── Testo fornito ──
Per Emra e per tutti i giovani nati e cresciuti in Italia costretti ancora a sentirsi “stranieri”.

Che le leggi italiane in materia di immigrazione e cittadinanza siano un groviglio di ingiustizie e paradossi non è certo una novità. A volte però, ormai troppo spesso, le prassi amministrative di chi queste leggi dovrebbe “almeno” rispettare, riescono a spingersi oltre, rendendo ancor più feroci gli effetti delle norme: quelle in materia di immigrazione e quelle che dovrebbe riconoscere a chi non ha visto nella sua vita altro paese che l’Italia, un passaporto italiano.

E’ così che è avvenuto anche nel caso di Emra, un ragazzo di 22 nato in Italia, residente a San Donà di Piave e oggi rinchiuso nel CIE di Bari Palese.

Erano i primi anni ’90 quando i genitori di Emra, cittadini “jugoslavi” lasciavano il loro paese a causa della guerra nei Balcani, per rifugiarsi in Italia. Ed è poco dopo il loro arrivo, nel 1992, a Secondigliano (NA), dove avevano stabilito la residenza, che nasceva Emra. Poi la famiglia intera, si trasferì in uno dei campi profughi di Mestre, dove, grazie al lavoro della Cooperativa Caracol e del Comune di Venezia, impegnati in un progetto di superamento della “forma campo”, vennero guidati nell’acquisizione di una abitazione, così come altre quattrocento persone.
Stabilitainsieme alla sua famiglia la residenza a San Donà di Piave nel 2000, Emra venne così iscritto nella “carta di soggiorno” del padre.
Ma è quattro anni fa, con il compimento della maggiore età, che la vita di Emra, come accade ad altre migliaia di giovani nati qui, deve fare i conti con la spietata normativa italiana.
───
• [Cosa fare] Secondo il testo fornito, per quale motivo i genitori di Emra lasciarono il loro paese all'inizio degli anni Novanta?
── Righe grezze ──
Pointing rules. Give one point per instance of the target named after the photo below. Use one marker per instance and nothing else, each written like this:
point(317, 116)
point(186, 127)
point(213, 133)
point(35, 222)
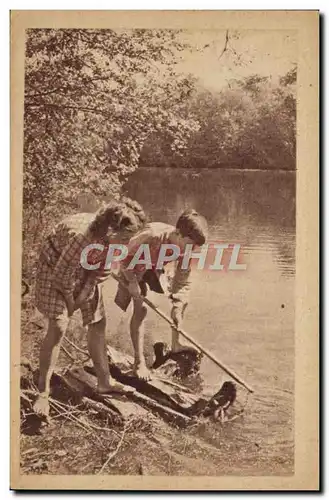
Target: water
point(246, 318)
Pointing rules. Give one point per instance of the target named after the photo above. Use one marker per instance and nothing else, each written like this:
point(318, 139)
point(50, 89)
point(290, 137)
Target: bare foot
point(142, 372)
point(41, 406)
point(114, 388)
point(181, 347)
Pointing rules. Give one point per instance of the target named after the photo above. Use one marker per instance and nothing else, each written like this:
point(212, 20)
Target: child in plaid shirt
point(63, 285)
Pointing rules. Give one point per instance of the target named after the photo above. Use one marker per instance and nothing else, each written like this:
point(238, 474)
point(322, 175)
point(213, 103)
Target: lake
point(246, 318)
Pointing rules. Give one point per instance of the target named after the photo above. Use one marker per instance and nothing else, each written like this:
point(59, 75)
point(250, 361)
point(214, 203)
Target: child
point(63, 285)
point(191, 228)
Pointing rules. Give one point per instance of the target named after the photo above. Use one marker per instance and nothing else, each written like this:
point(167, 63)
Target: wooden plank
point(165, 392)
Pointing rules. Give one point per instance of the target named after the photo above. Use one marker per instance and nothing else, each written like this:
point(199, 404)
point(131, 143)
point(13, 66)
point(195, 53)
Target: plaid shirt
point(156, 234)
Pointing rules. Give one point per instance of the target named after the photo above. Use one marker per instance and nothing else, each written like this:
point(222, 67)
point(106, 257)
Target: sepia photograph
point(157, 202)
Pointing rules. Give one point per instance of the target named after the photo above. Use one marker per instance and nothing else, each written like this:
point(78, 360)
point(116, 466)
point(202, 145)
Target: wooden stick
point(230, 372)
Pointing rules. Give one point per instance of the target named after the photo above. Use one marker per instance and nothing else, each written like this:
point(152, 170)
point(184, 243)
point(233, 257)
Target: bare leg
point(137, 337)
point(97, 351)
point(48, 358)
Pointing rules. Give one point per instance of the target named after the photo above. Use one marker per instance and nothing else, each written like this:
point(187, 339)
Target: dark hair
point(193, 225)
point(126, 214)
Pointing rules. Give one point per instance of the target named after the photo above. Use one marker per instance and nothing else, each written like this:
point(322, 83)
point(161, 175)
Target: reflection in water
point(245, 317)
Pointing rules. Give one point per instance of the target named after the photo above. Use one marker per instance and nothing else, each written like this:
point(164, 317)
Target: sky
point(264, 52)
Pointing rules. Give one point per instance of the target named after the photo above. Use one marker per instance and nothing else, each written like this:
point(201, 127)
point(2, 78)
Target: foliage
point(250, 124)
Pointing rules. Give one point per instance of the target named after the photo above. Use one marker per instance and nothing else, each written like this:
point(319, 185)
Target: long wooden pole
point(152, 306)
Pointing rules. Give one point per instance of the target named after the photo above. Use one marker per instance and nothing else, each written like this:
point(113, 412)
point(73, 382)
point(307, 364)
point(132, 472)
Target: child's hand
point(134, 290)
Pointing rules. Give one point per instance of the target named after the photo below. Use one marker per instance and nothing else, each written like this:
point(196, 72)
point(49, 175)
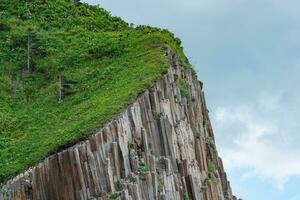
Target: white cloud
point(258, 143)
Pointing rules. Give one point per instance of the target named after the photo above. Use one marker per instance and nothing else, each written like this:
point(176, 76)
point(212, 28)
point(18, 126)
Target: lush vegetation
point(102, 61)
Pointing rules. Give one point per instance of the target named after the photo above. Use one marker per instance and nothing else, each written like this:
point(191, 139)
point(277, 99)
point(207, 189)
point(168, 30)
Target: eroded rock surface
point(160, 147)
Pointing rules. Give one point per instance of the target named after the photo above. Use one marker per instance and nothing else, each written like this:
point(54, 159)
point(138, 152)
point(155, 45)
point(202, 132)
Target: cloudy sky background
point(247, 53)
───
• [Risposta] A causa della guerra nei Balcani.